■ **EXTRAIT**:
* * *

Les réverbères : arts vivants

Co-exister à Mille lieues… ou tout près

Que savez-vous des états d’âme d’un lichen ? De la rêverie des mousses ? Des espoirs d’une fougère ? Sans doute pas grand-chose… et si la danse contemporaine vous ouvrait la porte d’un monde inconnu ? Du 6 au 16 mars, le Galpon accueille Mille lieues, un seule-en-scène où mouvement, musique et lumière co-existent – en symbiose.

Ce soir, c’est la deuxième de Mille lieues – un projet chorégraphique étonnant portés par la chorégraphe-danseuse Marion Baeriswyl et le compositeur-interprète D.C.P (nom de scène de David Pita Castro) dont je vous parlais il y a quelques temps, à l’occasion d’un reportage. Dans le foyer du théâtre, il y a de cette joie tranquille d’avant-spectacle, qui réchauffe l’âme malgré les températures extérieures encore (un peu) hivernales en soirée. On rit, on grignote, on se retrouve, on boit un verre… jusqu’à ce que le gong sonne (littéralement). Le spectacle va commencer, nous sommes convié·e·s à entrer dans la salle.

Songe d’une nuit de brume

Nimbé d’une fumée ouatée sur laquelle miroite l’opalescence des spots, le plateau se déploie devant nous. Au sol, de curieuses formes grises se découpent, peintes sur un tapis de danse aussi noir que l’encre – ou qu’une nuit sans étoiles. Ces formes sont-elles des îlots… ou, au contraire, des cours d’eau ? Les dessins d’un mystérieux mycélium… le parcours d’une mousse qui ronge la pierre ? Les secrets d’un lichen serpentant contre une écorce ? L’esprit vagabonde, on se prend à rêver comme si l’on se perdait, peu à peu, dans un sous-bois qui nous est étranger. Hors-temps, l’ambiance rappelle celle de certains films de Miyazaki, en particulier Princesse Mononoké : on se croirait dans les marécages féériques où s’étend la magie du dieu-cerf, gardien de la nature.

* * *

■ **RELEVÉ DES DONNÉES**:
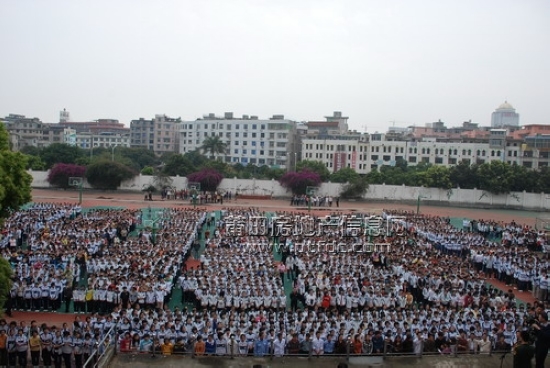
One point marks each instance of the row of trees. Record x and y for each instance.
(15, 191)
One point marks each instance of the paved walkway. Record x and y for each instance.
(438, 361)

* * *

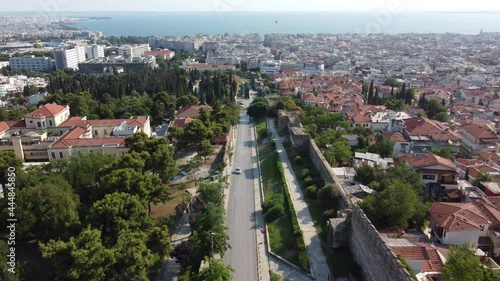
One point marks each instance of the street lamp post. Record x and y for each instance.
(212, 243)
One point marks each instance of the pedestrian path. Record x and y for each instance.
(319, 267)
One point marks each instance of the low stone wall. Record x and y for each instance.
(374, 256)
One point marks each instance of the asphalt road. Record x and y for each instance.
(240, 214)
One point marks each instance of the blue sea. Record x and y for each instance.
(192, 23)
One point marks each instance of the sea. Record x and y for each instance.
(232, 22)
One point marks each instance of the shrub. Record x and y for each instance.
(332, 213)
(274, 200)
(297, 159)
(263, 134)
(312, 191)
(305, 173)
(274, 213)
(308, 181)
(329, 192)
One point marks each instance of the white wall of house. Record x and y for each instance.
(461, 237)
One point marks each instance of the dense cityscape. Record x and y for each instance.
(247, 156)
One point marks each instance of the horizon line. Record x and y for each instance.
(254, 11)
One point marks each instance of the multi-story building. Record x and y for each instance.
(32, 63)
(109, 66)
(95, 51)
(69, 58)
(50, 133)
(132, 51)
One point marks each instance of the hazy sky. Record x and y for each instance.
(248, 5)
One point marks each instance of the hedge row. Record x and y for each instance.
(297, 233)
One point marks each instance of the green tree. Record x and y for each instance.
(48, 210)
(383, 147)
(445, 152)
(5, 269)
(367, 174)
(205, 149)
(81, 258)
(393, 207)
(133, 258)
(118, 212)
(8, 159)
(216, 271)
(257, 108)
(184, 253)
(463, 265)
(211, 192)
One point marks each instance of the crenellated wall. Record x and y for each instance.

* * *

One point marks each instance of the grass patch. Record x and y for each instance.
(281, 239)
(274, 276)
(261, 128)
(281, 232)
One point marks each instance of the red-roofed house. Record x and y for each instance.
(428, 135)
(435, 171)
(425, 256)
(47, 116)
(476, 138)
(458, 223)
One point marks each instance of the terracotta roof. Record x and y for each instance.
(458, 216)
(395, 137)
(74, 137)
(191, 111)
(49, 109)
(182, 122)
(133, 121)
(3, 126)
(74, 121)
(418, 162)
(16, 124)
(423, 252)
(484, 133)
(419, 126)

* * *

■ **À RÉALISER**:
Répondez brièvement aux questions suivantes sur l'extrait consacré à Mille lieues.
(a) Durant quelle période le Galpon accueille-t-il le spectacle ?
(b) Quel nom se cache derrière le nom de scène D.C.P ?
(c) Quel film de Miyazaki l'ambiance rappelle-t-elle en particulier ?

■ **RÉPONSE PROPOSÉE**:
(a) Du 6 au 16 mars.
(b) David Pita Castro.
(c) Princesse Mononoké.